The Santelli rant instantly made him a right-wing hero. His video went viral, and Dickensian news aggregator Matt Drudge labeled it “The Rant Heard Round The World,” featuring it in a screaming all-red headline. White House Press Secretary Robert Gibbs felt obliged to rebut Santelli (while, characteristically, inviting him for coffee). National Review online editor Kathryn Jean Lopez raved, “The reaction to Rick Santelli’s Chicago-trading-floor incident this morning echoes the emotional reaction my inbox had to Sarah Palin’s convention speech this summer.”
Lopez called the phenomenon “deja vu.” She’s right. As George W. Bush has passed from the scene, figures like Santelli and Palin seem to be arising with increasing frequency. Bush endeared himself to conservatives by projecting the sense that he, and therefore they, represented the authentic America. The 2000 election, which Bush won by a mere negative 0.5 percent of the popular vote, made the task of majoritarian mythmaking a complicated one, and conservatives threw themselves into it with gusto. The endless invocations of coastal elites versus regular folks made it seem as if Bush had won a sweeping majority. September 11 and the 2004 elections made it easier to imagine their folksy president as the incarnation of middle America.
════════
» **WORK REQUEST 1**: In the passage on the Santelli rant, what label did Matt Drudge give the video?
» **WORK REQUEST 2**: Reproduce the passage on the Santelli rant word for word, starting with "Lopez called the" and going on through "of middle America.".
» **WORK REQUEST 3**: Write what comes next in the passage on the Santelli rant, picking up after its final sentence.

Collected data:
════════
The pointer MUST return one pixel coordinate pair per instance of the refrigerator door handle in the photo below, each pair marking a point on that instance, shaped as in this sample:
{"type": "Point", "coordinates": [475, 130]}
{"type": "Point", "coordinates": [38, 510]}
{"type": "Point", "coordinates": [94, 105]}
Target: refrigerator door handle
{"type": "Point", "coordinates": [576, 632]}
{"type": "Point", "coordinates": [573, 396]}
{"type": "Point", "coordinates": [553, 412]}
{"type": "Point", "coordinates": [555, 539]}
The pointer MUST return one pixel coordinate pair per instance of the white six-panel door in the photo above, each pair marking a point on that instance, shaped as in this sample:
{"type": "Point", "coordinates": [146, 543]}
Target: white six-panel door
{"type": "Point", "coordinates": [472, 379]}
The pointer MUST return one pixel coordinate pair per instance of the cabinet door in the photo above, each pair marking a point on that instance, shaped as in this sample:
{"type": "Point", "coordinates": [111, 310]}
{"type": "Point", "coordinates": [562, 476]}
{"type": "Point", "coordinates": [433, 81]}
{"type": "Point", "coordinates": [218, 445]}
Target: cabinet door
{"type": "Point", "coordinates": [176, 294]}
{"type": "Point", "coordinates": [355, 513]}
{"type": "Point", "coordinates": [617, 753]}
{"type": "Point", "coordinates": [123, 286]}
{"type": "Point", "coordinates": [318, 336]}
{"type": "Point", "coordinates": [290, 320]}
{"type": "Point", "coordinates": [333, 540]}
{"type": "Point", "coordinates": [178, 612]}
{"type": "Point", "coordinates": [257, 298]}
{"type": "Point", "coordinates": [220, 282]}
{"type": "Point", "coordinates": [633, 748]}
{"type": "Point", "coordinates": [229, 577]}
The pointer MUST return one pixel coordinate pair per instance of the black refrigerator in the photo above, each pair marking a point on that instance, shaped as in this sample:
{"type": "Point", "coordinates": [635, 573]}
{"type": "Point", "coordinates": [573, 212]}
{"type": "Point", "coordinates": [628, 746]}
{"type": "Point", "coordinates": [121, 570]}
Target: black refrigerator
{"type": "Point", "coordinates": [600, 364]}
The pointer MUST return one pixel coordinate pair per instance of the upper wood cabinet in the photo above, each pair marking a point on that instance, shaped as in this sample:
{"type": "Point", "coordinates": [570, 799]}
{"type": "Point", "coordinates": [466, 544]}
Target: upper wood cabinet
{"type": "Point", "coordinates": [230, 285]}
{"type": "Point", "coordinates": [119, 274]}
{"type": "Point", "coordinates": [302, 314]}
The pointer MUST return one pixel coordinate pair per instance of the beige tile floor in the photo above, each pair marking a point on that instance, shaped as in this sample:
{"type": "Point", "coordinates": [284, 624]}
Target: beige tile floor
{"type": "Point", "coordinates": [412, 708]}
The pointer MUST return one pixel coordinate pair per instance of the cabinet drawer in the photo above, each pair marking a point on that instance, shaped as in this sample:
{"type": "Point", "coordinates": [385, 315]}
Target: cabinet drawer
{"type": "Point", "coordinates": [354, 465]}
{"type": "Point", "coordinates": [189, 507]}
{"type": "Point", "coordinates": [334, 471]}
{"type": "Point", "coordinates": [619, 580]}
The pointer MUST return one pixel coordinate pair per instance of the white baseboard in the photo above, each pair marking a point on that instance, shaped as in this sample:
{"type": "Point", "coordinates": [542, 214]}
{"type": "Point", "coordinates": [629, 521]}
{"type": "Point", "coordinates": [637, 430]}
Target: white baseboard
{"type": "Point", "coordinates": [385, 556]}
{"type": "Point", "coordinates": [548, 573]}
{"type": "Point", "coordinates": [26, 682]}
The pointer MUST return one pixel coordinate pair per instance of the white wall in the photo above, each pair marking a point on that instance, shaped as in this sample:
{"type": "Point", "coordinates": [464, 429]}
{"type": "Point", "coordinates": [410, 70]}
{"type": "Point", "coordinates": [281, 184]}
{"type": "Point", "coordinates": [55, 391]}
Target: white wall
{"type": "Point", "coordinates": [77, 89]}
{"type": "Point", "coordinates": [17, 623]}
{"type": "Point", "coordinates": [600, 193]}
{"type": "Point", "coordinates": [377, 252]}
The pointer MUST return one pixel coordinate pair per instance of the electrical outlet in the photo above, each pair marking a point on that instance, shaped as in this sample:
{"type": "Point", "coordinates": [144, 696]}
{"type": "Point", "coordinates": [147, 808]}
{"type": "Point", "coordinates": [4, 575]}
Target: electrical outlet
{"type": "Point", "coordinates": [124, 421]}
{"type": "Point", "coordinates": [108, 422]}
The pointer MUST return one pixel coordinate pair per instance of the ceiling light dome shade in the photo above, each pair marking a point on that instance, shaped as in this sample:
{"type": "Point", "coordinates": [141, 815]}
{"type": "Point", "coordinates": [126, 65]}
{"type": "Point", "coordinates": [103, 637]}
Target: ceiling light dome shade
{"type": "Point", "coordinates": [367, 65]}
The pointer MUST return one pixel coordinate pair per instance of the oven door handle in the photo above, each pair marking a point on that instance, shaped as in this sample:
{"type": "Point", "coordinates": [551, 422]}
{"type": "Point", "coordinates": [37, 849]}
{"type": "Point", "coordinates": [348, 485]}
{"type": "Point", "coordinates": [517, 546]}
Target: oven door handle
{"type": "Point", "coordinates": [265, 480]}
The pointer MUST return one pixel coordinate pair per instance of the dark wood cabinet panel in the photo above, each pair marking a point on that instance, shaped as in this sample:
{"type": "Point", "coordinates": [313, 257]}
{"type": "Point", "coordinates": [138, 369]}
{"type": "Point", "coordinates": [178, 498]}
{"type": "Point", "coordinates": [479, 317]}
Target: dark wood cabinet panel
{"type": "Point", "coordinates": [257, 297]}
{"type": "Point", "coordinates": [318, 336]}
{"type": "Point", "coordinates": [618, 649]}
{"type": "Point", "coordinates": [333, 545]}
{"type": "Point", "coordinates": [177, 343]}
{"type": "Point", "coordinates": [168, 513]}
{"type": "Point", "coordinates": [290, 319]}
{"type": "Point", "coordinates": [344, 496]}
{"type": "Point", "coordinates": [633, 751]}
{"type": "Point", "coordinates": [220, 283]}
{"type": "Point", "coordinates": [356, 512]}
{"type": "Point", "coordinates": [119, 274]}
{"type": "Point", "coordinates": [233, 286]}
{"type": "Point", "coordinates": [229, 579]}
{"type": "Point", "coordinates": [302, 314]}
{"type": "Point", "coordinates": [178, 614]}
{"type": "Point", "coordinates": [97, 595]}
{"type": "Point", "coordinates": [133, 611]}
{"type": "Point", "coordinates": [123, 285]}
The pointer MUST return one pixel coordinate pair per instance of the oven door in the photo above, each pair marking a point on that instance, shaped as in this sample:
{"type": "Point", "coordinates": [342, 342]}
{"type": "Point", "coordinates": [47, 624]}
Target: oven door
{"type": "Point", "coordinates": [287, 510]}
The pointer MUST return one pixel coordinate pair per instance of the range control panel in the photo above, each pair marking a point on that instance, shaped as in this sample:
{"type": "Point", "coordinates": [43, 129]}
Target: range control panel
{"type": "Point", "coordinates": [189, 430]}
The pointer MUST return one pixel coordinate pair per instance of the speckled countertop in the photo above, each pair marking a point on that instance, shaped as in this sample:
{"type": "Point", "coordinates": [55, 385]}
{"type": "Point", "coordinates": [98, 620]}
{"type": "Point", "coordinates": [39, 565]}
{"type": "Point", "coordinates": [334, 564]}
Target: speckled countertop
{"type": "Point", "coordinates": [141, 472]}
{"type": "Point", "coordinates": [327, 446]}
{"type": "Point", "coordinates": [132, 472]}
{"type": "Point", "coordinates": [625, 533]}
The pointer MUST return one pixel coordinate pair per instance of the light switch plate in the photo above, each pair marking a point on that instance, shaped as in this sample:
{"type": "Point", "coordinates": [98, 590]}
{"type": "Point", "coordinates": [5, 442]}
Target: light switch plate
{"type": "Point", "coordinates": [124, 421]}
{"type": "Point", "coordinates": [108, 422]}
════════
» **WRITTEN ANSWER 1**: "The Rant Heard Round The World."

» **WRITTEN ANSWER 2**:
Lopez called the phenomenon “deja vu.” She’s right. As George W. Bush has passed from the scene, figures like Santelli and Palin seem to be arising with increasing frequency. Bush endeared himself to conservatives by projecting the sense that he, and therefore they, represented the authentic America. The 2000 election, which Bush won by a mere negative 0.5 percent of the popular vote, made the task of majoritarian mythmaking a complicated one, and conservatives threw themselves into it with gusto. The endless invocations of coastal elites versus regular folks made it seem as if Bush had won a sweeping majority. September 11 and the 2004 elections made it easier to imagine their folksy president as the incarnation of middle America.

» **WRITTEN ANSWER 3**:
The collapse of the Bush presidency, however, left conservatives without a powerful symbol of their connection to the heartland--a void promptly filled by Palin. When her famous Katie Couric interview exposed Palin’s unpreparedness, this simply constituted further proof of liberal alienation from real America. “Those Washington elite,” Palin remarked, “don’t like the idea of just an everyday working-class American running for such an office.” It’s true, we don’t. On the other hand, we don’t like the idea of an everyday upper-class American potentially assuming the presidency, either. Our ideal president would know much more about public policy than an everyday American of any social class.
The emergence of Samuel “Joe the Plumber” Wurzelbacher took the premise of Palin’s candidacy to the next logical step. He represented a more concentrated form of the same basic type--Plumb and Plumber. In both cases, conservatives held up liberal antagonism toward their chosen working-class hero as evidence of liberal antagonism to their class writ large. In the current issue of Commentary, Yuval Levin writes that Palin’s critics “see lower-middle-class populists like Palin and their supporters [emphasis mine] as profoundly ill-suited for governance, because they lack the accoutrements required for its employment.” So now we’re snobs unless we accept not only Palin’s credentials for national office but her supporters as well? That’s tens of millions of people.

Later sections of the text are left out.